What you will do: Note each line in the data holding the string "point" and report it.

Material for this exercise:

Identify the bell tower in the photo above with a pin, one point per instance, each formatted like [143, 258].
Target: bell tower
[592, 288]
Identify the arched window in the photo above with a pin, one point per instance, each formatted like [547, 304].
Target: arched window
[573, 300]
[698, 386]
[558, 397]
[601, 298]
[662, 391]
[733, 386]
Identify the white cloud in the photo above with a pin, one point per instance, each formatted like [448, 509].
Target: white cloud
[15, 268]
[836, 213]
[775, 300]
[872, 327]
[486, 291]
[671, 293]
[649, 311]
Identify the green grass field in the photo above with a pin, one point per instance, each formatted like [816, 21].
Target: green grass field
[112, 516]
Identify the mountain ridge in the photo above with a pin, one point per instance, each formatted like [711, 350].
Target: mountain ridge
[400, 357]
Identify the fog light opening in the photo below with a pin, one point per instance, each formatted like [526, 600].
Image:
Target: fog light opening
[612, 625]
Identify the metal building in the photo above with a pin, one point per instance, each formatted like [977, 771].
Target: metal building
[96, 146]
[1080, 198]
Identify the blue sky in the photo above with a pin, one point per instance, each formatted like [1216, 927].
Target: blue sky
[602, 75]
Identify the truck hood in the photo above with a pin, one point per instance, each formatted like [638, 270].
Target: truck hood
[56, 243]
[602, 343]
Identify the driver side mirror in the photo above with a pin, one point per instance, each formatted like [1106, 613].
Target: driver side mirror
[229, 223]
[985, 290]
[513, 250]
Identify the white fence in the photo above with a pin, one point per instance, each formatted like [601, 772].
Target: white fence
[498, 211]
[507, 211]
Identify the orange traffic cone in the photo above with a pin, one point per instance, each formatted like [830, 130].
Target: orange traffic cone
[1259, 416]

Response:
Identify the bell tower in the photo above with a pin, one point per instance, each formatted like [143, 258].
Identify the arched window in the photo above with a pin, one point per instance, each formatted like [547, 304].
Identify the white cloud in the photo above with a pin, one point per instance, each formatted like [448, 509].
Identify the green grass field in the photo above with a pin, one point per instance, each formatted like [816, 21].
Identify the mountain ridge in the photo above with a pin, one point per instance, each formatted like [711, 350].
Identify the fog light opening in the photo below with a pin, one point per instance, each formatted like [526, 600].
Identify the metal building in the photo above with a pin, one point per instance, each formatted like [977, 771].
Identify the blue sky in the photo above with a pin, one point per instance, each formatted like [1216, 927].
Identify the truck hood in the photo above with a pin, one point per instance, each formatted like [638, 270].
Identify the driver side mirror in the photo above with a pin, one point per instance, each formatted like [1106, 613].
Identify the white fence in the photo above with a pin, one point per instance, each formatted like [601, 772].
Identify the orange traffic cone in the photo above with a pin, one point per instance, each formatted like [830, 130].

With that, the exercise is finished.